━━━ Rows ━━━
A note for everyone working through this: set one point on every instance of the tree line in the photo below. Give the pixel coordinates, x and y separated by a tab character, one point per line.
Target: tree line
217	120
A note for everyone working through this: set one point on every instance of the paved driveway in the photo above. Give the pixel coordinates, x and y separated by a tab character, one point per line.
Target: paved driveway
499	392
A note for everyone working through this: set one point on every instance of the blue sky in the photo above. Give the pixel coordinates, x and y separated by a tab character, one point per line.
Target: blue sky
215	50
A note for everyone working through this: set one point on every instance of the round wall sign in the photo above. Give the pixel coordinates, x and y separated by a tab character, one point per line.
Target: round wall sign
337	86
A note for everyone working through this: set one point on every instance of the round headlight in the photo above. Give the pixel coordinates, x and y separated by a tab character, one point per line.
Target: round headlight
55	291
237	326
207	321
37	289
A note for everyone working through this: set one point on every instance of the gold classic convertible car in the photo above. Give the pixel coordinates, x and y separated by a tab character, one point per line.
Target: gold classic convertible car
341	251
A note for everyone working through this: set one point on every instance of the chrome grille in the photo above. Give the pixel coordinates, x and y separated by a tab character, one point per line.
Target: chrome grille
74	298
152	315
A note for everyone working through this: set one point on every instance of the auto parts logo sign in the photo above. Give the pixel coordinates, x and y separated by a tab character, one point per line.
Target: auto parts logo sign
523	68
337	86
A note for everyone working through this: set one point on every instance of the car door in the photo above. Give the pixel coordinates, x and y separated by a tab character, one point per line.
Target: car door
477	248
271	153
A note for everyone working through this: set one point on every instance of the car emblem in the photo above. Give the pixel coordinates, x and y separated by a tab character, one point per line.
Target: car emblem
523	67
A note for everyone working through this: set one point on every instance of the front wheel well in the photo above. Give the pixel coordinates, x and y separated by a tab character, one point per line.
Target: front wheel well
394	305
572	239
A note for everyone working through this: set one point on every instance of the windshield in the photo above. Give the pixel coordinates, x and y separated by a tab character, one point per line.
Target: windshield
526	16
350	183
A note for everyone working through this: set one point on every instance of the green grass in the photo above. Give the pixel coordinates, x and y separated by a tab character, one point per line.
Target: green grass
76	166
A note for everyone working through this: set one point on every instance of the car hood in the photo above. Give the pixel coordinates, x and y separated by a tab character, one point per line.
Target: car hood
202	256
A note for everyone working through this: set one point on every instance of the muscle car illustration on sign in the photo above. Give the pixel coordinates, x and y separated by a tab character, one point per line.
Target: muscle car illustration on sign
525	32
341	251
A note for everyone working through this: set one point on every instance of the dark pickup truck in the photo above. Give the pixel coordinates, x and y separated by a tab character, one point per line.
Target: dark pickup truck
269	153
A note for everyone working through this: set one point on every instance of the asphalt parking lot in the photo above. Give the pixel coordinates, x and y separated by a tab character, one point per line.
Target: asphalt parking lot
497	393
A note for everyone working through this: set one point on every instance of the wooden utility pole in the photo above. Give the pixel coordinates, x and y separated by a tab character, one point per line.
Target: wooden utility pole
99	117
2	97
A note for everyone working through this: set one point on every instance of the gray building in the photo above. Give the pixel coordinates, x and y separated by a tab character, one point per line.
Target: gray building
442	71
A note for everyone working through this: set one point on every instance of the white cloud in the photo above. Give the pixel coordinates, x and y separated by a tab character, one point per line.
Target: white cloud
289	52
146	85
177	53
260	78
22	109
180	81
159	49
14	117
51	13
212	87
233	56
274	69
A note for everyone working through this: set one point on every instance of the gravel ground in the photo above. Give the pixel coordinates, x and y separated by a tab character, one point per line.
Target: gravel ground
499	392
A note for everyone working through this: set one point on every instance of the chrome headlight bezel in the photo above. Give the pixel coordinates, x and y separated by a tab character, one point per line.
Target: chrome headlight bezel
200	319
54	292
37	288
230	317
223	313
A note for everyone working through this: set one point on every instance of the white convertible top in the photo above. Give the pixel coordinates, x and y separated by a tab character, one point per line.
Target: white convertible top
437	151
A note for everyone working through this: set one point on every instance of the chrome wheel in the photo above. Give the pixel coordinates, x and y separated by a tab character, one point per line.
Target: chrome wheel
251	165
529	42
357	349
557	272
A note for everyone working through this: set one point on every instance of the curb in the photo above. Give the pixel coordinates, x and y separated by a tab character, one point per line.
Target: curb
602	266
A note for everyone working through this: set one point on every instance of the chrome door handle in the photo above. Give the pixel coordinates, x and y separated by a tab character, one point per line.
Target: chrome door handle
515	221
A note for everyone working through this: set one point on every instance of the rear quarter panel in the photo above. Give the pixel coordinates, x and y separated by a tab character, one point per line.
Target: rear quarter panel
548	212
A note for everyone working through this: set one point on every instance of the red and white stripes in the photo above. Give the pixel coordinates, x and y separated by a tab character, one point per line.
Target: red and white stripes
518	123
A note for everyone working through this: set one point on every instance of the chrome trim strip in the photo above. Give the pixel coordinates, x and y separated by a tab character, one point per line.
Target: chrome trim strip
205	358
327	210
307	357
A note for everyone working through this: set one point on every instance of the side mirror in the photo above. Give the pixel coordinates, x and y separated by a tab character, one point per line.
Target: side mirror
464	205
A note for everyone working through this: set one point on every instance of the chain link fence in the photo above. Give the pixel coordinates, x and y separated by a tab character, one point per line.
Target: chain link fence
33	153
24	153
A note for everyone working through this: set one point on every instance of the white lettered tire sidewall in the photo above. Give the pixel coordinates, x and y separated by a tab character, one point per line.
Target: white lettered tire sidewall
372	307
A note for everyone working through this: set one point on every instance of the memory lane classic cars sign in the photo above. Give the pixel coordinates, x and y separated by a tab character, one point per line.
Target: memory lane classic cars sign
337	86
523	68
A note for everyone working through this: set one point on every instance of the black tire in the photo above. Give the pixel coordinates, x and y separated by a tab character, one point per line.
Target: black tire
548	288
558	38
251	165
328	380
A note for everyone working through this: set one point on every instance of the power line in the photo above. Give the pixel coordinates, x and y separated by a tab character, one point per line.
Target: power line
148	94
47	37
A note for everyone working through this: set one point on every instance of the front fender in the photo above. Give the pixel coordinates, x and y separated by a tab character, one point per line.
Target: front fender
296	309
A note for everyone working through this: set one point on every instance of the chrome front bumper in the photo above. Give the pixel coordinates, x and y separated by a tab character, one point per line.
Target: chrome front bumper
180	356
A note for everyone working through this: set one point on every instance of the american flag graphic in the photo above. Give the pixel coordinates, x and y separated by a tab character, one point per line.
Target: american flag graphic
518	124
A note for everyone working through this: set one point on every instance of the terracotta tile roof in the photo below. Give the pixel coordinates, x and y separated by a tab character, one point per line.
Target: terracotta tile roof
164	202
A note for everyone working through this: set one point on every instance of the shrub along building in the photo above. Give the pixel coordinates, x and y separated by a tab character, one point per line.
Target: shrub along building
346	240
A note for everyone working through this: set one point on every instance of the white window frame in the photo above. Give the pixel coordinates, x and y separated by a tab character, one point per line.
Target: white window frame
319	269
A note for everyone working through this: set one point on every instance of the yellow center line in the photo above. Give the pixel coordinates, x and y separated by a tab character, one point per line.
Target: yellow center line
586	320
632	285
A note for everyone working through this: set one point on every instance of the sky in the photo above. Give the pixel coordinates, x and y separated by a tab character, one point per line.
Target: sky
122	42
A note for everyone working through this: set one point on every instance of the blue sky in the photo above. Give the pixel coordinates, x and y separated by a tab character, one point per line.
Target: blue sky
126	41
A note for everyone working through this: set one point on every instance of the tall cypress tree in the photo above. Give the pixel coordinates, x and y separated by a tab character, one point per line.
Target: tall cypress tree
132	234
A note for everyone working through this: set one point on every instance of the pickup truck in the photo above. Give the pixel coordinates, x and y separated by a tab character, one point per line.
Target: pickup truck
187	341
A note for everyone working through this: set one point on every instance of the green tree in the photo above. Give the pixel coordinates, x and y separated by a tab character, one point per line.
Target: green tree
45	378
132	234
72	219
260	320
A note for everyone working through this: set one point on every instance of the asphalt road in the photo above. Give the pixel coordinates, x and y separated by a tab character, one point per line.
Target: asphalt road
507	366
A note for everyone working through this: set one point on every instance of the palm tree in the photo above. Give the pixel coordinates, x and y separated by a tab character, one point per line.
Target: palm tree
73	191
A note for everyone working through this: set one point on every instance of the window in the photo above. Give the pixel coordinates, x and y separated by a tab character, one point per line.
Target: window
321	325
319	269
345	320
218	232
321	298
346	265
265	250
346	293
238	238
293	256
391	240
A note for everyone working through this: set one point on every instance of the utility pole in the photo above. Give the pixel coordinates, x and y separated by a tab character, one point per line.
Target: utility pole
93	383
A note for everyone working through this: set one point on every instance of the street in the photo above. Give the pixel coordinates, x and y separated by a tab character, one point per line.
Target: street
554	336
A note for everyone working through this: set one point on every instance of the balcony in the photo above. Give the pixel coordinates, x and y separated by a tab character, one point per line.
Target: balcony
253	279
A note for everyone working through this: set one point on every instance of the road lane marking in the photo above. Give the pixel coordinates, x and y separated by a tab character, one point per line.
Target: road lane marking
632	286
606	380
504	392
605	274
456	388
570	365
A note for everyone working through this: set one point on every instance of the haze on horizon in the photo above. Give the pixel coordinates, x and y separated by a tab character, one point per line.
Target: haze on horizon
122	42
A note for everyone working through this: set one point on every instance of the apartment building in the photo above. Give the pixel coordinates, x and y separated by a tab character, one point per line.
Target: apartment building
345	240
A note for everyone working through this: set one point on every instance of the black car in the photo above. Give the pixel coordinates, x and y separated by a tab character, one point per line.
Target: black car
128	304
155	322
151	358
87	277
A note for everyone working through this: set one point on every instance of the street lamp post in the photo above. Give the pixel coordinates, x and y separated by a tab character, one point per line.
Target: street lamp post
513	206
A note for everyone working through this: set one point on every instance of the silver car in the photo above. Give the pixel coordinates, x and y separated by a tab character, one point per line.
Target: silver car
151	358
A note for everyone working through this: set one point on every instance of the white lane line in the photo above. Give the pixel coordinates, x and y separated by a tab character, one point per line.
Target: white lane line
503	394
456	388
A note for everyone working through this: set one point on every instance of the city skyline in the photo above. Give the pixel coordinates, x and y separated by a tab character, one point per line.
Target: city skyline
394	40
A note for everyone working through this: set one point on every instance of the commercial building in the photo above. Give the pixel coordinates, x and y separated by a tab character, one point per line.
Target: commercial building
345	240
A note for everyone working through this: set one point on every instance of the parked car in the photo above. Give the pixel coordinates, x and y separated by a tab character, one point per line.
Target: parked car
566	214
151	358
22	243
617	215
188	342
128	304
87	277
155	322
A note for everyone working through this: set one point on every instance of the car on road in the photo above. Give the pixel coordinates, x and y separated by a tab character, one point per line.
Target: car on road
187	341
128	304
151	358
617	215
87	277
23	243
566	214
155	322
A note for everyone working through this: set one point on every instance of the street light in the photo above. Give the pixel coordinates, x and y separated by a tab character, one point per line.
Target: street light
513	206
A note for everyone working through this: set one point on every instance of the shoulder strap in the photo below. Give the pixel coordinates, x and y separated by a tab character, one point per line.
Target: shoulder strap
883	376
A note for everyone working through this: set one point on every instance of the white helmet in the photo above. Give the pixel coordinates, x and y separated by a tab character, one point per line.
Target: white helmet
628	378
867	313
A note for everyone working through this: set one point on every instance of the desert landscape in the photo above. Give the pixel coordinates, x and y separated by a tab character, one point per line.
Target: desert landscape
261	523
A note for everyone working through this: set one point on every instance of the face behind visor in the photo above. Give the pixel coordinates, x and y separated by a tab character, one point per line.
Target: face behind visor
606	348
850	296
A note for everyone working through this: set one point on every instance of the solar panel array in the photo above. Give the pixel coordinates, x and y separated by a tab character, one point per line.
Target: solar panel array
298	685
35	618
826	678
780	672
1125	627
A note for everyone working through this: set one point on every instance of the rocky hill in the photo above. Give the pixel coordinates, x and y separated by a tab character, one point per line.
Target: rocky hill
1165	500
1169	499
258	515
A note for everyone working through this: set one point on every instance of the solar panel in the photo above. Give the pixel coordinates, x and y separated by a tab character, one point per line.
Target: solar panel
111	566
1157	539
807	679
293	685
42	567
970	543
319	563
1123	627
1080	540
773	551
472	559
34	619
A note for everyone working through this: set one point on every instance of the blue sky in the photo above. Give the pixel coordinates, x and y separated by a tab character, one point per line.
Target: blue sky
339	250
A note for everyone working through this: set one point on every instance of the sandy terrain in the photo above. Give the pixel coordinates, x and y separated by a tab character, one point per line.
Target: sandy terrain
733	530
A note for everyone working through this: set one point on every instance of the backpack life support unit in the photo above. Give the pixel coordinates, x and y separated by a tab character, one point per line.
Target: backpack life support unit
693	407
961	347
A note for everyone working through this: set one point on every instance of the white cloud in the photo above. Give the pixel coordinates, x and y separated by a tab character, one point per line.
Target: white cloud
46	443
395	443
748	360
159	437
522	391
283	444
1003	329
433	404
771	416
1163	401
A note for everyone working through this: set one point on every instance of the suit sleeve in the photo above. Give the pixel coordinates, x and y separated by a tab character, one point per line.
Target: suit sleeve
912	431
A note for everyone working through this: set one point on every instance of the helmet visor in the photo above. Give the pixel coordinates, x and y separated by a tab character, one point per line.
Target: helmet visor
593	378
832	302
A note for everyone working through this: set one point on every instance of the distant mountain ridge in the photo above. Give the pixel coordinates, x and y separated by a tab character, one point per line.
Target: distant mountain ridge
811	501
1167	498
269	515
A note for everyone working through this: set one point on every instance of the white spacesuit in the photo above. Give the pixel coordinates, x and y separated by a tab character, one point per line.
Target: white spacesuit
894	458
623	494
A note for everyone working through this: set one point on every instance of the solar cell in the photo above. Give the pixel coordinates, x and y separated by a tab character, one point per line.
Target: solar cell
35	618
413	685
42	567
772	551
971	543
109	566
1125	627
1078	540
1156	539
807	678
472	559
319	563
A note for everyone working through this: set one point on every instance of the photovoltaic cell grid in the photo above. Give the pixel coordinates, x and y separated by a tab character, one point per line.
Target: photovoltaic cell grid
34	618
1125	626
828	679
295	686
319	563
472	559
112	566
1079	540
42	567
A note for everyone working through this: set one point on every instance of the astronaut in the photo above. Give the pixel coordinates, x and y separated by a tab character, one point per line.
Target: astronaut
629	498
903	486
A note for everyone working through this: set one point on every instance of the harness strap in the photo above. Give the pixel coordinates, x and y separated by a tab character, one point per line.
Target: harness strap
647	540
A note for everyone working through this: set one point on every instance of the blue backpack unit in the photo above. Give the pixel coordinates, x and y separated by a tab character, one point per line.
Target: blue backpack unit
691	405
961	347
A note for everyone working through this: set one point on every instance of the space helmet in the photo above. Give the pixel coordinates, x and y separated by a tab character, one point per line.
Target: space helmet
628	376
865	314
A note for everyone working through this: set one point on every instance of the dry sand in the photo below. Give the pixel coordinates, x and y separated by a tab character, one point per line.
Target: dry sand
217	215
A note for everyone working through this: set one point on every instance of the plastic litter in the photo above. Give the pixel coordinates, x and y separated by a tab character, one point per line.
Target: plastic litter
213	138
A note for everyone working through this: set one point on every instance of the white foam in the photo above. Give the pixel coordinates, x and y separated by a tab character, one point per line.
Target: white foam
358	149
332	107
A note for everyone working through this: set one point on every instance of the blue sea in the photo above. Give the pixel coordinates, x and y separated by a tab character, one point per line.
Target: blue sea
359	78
━━━
§ Requirement
Include both ends. Return the line holding "the dry sand" and all lines after it in the records above, exactly as written.

§ Complete response
A note for everyone working through this: set one point on every instance of the dry sand in the photo below. Give the pixel coordinates, x and y separated by a tab character, one point per line.
Target: dry sand
217	215
A note for everyone working through this: set one point on every instance of the plastic litter in the photo above. Give the pixel coordinates, x and y separated by a tab character, one point per line.
Target: plastic litter
213	138
A note for everyone working through this: set one point on every instance of the white foam in the photo above. Give the pixel coordinates, x and y separated by a tab character, one point per line.
Target: white foam
358	149
332	107
A note for everyone working through this: set one point on every instance of the blue sea in the photo above. Give the pixel coordinates, x and y separated by a tab character, one point per line.
Target: blue sea
359	78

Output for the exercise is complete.